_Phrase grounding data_
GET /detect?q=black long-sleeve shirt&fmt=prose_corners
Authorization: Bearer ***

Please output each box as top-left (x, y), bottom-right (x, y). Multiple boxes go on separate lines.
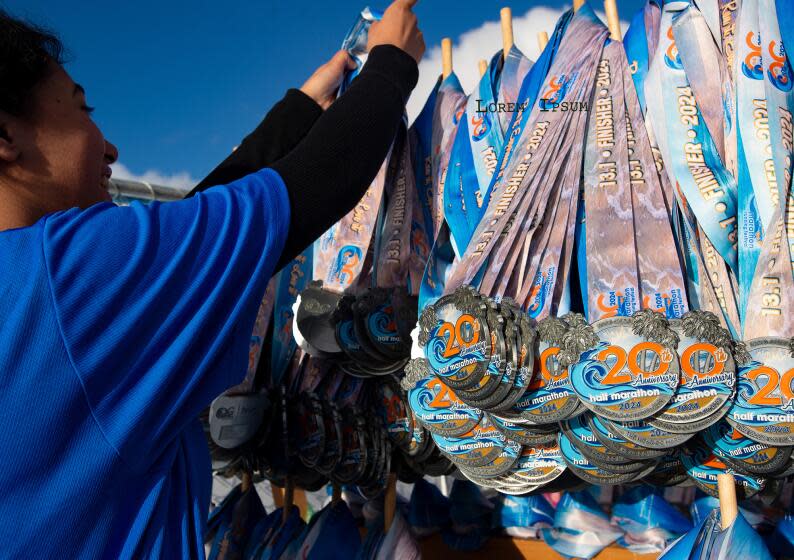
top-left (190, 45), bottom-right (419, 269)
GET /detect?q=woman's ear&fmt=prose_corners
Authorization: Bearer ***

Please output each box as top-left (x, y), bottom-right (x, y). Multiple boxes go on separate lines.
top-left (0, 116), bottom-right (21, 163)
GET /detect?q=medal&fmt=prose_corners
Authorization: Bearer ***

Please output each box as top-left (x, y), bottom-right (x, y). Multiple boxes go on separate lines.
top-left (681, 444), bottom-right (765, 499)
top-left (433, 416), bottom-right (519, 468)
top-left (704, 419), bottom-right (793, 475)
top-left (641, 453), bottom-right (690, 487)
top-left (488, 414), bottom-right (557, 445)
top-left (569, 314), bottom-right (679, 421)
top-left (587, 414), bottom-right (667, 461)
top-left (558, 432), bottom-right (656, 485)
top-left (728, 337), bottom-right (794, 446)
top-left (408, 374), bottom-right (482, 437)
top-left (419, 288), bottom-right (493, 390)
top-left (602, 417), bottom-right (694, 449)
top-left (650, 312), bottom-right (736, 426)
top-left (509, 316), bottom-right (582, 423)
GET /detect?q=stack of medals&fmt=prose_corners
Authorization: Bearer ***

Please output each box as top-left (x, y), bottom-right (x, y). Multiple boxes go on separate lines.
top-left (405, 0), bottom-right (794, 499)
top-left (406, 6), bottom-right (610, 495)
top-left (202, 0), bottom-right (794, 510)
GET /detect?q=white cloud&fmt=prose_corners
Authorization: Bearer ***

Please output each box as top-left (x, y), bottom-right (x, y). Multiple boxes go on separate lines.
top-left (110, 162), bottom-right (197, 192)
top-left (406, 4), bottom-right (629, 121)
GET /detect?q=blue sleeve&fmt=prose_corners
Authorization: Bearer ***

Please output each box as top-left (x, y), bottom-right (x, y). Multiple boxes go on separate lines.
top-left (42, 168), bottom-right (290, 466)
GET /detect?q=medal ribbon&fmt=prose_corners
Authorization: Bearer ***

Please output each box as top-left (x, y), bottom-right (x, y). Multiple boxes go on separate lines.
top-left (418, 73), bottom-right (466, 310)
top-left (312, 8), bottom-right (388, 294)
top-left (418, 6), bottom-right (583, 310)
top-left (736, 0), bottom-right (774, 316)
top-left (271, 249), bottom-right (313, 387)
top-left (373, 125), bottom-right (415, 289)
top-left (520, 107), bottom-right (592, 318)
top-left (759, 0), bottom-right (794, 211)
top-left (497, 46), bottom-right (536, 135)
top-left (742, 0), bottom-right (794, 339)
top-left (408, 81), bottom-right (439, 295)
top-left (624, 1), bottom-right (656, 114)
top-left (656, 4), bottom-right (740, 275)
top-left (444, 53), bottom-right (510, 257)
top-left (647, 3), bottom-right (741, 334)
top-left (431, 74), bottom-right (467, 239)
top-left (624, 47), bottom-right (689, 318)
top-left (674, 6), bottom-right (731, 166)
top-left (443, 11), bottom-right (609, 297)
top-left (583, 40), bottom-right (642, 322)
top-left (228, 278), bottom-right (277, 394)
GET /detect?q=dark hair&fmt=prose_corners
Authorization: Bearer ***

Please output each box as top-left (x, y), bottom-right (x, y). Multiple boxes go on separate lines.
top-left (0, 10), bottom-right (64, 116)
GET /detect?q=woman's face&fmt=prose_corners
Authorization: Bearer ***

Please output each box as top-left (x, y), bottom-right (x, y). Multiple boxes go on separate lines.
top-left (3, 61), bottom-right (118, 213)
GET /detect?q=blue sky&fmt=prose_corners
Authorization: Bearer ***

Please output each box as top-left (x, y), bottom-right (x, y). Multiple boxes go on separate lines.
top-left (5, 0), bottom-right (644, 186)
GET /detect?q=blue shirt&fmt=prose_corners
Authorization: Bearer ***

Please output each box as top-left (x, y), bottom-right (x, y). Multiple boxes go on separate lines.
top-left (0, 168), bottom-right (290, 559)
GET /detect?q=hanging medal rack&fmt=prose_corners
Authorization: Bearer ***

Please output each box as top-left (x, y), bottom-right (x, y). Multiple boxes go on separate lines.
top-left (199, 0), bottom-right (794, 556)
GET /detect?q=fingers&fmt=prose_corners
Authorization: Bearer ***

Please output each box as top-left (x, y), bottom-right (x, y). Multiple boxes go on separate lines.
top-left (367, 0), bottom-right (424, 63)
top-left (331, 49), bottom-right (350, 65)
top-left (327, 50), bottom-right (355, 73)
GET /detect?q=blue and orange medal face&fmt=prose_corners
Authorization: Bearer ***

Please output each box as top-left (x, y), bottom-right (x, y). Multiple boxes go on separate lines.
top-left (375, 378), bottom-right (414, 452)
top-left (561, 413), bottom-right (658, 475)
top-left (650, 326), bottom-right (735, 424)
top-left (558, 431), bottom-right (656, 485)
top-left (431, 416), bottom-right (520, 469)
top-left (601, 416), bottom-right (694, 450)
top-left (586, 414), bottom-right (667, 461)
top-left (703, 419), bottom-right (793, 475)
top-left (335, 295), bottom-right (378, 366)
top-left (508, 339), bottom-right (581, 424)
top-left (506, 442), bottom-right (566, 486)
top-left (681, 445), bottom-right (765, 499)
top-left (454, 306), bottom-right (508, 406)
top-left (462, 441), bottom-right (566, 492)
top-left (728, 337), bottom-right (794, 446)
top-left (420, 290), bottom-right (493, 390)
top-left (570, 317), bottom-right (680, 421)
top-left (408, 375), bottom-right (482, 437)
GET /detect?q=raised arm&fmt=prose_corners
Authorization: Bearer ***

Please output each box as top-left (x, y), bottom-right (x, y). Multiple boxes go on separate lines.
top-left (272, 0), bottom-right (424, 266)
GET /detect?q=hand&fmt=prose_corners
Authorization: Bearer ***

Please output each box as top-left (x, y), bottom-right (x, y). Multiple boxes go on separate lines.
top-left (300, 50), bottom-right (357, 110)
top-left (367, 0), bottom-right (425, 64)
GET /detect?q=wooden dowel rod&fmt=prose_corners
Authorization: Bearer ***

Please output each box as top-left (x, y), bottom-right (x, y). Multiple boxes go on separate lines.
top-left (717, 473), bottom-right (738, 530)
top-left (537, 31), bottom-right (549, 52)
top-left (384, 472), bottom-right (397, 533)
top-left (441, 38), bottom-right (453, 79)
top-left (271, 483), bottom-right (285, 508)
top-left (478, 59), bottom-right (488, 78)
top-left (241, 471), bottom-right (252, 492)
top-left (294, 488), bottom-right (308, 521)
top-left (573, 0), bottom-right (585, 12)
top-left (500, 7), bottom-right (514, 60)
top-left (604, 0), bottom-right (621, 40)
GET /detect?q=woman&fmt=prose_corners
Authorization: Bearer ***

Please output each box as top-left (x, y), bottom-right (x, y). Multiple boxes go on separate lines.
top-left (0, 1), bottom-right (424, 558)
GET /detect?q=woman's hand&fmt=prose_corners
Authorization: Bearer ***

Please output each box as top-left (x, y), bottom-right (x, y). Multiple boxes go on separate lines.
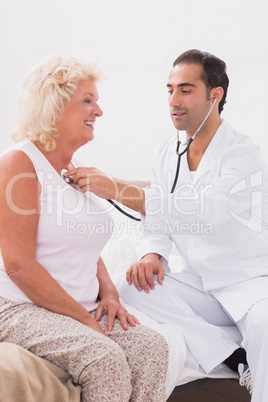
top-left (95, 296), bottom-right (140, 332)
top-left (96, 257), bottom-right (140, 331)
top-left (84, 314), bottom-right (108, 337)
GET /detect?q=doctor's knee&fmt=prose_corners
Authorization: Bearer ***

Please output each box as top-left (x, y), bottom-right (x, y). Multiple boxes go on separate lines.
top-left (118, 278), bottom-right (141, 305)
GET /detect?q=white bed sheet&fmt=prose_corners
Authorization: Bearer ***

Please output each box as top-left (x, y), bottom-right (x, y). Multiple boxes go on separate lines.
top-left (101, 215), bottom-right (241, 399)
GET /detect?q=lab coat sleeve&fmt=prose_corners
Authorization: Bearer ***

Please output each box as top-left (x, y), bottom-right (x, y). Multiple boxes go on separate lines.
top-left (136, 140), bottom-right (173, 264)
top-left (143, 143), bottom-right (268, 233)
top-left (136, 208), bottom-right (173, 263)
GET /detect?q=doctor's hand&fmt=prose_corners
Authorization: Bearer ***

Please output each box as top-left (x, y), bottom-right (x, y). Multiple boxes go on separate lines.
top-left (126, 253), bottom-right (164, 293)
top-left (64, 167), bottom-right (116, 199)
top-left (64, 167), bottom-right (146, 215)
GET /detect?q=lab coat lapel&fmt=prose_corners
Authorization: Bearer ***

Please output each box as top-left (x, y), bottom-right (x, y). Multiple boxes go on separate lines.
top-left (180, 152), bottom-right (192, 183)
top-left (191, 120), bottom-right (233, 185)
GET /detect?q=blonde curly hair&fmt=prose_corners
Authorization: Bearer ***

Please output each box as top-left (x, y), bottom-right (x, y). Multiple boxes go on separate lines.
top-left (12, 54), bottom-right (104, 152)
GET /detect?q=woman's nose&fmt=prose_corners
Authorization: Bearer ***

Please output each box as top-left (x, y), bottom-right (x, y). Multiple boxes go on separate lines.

_PROMPT_
The lines to show are those in the data above that include "shirt".

_FINISHED EXERCISE_
GET /detect?q=black long-sleeve shirt&fmt=prose_corners
GET /detect?q=blue shirt&fmt=prose_corners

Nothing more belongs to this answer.